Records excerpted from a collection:
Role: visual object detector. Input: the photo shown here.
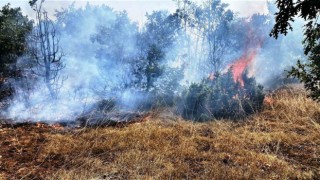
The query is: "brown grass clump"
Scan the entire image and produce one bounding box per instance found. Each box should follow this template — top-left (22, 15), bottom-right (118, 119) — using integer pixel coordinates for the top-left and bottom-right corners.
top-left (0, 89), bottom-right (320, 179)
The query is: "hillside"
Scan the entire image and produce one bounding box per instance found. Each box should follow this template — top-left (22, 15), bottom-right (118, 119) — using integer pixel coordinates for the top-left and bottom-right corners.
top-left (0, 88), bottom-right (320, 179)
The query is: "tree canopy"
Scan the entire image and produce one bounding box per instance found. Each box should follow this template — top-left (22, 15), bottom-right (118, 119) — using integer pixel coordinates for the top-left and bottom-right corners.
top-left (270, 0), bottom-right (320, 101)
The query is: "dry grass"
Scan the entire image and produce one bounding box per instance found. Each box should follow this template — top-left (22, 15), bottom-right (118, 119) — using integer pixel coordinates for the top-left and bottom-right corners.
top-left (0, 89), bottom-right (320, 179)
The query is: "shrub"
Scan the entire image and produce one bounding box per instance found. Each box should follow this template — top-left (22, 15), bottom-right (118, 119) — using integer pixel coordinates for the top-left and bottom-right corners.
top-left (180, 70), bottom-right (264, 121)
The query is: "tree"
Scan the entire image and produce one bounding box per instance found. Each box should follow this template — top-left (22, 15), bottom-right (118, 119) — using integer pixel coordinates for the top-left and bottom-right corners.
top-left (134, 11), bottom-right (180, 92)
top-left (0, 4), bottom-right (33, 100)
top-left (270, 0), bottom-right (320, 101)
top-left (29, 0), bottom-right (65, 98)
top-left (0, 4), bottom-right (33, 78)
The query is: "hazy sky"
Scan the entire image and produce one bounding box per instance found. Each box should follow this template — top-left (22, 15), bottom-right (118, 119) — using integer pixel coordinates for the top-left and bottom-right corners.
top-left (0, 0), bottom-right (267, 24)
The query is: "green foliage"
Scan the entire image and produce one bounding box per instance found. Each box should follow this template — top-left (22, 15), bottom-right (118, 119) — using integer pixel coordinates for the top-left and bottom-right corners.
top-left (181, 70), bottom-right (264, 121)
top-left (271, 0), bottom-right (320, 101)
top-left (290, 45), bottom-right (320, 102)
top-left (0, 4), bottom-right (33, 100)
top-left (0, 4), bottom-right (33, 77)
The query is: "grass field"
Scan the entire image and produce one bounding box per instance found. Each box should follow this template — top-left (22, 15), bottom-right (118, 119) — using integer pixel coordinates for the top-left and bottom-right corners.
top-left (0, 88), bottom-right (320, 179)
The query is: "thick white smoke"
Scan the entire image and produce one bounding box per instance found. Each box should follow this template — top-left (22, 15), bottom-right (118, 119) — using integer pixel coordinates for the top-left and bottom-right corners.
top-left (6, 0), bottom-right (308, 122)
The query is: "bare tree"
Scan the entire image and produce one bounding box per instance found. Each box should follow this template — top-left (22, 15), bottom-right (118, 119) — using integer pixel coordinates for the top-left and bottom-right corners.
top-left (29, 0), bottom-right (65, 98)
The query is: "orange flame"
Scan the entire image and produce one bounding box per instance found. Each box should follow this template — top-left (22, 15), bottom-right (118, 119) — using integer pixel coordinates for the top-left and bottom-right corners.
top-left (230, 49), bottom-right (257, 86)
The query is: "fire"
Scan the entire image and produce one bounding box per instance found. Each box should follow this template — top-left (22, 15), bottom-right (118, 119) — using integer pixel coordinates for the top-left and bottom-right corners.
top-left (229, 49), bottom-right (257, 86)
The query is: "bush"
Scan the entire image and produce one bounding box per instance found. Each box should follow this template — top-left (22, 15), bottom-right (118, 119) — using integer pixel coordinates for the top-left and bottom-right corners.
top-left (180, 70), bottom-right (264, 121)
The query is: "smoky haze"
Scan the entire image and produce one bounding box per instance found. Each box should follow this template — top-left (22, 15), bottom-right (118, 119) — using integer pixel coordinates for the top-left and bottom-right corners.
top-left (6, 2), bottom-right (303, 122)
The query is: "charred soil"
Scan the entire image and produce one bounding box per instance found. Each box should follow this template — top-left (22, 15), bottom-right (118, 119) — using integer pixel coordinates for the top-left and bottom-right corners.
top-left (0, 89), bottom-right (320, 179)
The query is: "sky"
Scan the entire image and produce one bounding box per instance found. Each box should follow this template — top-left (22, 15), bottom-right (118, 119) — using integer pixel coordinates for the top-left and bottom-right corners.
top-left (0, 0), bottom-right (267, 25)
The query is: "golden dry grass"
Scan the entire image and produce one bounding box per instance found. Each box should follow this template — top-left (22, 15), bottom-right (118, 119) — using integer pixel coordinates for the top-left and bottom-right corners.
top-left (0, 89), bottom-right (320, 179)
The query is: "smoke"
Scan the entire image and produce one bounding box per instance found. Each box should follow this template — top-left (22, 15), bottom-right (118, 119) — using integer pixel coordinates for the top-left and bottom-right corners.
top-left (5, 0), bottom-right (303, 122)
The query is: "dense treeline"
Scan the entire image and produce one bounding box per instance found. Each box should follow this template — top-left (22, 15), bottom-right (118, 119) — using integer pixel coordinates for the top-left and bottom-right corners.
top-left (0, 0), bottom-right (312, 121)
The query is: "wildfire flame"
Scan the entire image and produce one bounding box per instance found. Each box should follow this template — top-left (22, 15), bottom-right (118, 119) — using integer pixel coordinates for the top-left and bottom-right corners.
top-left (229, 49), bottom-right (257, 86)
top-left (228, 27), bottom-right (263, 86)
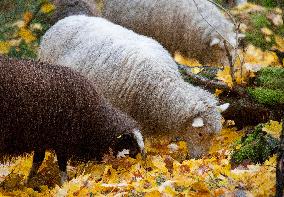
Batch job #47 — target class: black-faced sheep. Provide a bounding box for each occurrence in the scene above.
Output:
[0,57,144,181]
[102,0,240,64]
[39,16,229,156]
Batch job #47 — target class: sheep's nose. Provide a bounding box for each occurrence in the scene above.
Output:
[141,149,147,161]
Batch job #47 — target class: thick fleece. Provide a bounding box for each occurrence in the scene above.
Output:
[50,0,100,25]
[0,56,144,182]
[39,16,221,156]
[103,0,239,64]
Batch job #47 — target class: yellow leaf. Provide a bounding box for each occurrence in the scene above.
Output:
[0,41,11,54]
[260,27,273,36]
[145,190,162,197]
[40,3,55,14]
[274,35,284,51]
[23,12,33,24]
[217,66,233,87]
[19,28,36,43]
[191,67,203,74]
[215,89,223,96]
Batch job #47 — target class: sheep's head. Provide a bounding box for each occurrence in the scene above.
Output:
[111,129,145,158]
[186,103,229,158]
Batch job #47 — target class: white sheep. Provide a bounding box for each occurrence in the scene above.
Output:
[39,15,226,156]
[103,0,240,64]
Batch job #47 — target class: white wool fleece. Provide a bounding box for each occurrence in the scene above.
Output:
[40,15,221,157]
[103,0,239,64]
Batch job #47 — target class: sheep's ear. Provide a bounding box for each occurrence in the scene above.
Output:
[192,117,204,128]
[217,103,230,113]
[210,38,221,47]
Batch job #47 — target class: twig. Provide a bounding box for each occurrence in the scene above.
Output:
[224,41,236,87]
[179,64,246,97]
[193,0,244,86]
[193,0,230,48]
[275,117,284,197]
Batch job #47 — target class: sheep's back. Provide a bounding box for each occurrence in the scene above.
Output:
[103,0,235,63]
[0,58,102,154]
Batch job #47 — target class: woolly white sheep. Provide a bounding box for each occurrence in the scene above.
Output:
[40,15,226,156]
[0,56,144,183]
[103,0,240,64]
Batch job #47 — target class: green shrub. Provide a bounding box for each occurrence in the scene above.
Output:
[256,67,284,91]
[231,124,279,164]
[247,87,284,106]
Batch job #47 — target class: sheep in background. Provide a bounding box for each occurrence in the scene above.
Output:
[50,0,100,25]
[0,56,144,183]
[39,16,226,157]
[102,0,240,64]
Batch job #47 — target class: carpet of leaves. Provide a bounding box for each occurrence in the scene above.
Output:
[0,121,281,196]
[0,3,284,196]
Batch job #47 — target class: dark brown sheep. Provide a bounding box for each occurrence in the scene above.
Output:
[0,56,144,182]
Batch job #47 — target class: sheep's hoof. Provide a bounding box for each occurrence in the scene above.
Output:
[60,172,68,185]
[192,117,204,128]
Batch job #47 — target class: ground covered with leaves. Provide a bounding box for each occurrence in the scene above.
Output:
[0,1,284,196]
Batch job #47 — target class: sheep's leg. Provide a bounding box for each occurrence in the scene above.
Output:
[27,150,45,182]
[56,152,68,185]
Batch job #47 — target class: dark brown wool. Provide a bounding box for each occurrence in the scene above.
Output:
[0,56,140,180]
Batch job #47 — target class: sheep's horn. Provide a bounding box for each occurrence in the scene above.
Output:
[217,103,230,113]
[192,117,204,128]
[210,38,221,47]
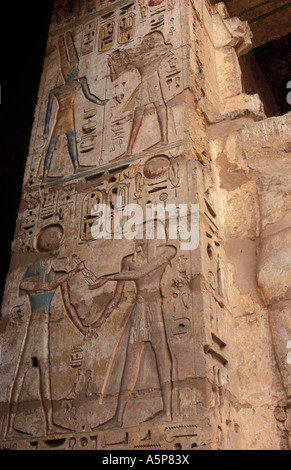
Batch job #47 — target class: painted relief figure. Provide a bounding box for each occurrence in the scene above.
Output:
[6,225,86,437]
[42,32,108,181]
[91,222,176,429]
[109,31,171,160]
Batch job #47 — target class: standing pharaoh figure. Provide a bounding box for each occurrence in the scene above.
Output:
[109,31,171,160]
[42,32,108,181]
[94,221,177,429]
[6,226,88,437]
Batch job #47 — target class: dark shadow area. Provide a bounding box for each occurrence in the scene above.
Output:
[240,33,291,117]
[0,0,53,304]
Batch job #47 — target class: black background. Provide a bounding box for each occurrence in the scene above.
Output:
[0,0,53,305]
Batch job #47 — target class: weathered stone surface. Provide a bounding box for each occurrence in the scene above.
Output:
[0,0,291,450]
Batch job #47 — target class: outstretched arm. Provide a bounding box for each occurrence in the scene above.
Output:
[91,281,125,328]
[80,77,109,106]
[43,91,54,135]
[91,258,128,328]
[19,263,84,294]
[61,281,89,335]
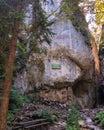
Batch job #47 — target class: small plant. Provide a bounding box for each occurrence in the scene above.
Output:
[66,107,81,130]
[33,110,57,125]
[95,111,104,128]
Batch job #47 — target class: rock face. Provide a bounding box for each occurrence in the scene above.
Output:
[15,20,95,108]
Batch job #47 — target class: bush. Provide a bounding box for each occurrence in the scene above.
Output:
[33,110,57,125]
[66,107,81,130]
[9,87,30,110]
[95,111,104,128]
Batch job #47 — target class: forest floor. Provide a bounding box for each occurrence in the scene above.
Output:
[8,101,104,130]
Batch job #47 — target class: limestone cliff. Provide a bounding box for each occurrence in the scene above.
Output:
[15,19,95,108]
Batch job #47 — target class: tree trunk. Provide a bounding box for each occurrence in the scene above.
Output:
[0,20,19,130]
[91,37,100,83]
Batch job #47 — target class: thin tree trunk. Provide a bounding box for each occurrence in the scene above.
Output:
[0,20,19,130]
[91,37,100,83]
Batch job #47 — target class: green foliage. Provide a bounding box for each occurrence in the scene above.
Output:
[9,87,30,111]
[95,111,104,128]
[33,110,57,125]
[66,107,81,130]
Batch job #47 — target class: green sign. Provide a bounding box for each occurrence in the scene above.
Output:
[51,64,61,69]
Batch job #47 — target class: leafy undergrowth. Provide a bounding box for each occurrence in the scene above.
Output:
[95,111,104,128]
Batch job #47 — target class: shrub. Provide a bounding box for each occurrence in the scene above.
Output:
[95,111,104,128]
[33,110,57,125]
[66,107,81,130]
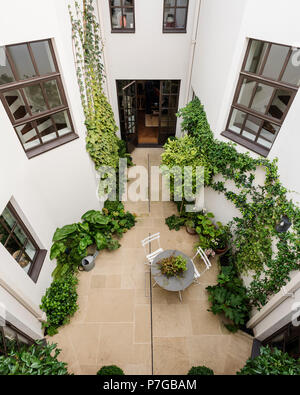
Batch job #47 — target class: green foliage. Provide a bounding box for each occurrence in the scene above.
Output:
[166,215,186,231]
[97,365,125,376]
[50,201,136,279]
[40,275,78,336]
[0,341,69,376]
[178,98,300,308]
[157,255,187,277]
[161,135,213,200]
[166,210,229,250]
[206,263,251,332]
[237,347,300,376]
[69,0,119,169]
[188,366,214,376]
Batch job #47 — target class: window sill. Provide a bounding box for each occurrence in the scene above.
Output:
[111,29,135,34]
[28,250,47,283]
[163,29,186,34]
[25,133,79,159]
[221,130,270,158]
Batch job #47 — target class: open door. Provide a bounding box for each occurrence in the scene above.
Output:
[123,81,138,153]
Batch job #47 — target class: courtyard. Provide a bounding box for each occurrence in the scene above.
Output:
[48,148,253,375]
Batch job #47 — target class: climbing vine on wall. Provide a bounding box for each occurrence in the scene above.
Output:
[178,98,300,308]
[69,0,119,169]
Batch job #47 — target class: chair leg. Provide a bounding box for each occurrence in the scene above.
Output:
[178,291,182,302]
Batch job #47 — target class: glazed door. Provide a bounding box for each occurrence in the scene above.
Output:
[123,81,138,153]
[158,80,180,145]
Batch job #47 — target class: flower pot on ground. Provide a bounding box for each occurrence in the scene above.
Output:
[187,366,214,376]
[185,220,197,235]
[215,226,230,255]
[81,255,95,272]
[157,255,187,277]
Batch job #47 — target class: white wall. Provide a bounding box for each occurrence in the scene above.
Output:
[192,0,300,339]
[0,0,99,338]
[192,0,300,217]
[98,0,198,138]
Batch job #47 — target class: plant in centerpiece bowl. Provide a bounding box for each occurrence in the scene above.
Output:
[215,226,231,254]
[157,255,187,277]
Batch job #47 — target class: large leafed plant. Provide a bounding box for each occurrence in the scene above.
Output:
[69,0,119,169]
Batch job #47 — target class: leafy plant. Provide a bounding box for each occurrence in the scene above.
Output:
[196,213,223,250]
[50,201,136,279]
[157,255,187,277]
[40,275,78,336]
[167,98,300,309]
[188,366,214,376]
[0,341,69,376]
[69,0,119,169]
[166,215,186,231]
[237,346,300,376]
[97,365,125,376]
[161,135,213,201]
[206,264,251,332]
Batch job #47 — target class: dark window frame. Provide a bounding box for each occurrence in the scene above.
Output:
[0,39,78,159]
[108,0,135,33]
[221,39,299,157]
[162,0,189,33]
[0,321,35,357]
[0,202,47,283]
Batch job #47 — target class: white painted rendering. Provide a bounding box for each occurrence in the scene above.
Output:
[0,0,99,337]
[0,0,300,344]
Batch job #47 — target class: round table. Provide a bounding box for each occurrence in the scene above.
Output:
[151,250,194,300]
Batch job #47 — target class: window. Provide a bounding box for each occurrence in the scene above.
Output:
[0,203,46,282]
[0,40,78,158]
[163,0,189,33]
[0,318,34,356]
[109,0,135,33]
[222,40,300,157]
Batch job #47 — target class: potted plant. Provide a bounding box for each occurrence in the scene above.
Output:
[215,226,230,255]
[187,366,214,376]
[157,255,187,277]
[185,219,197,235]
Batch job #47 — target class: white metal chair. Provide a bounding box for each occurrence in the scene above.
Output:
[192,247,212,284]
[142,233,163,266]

DESCRIPTION OF THE TASK: Update the lines beginning with the one that contains "Batch job #47 — target class: white painted" and running through the one that contains "[151,250,194,300]": change "round table" to "coffee table" and leave everything else as it is.

SOLUTION FOR THIS PROBLEM:
Batch job #47 — target class: white painted rendering. Provide a bounding box for each occurrence in the scene above.
Output:
[0,0,99,337]
[0,0,300,344]
Batch job #47 — target class: coffee table. Provide a bounding box for each occurrence in the scene above.
Output:
[151,250,194,300]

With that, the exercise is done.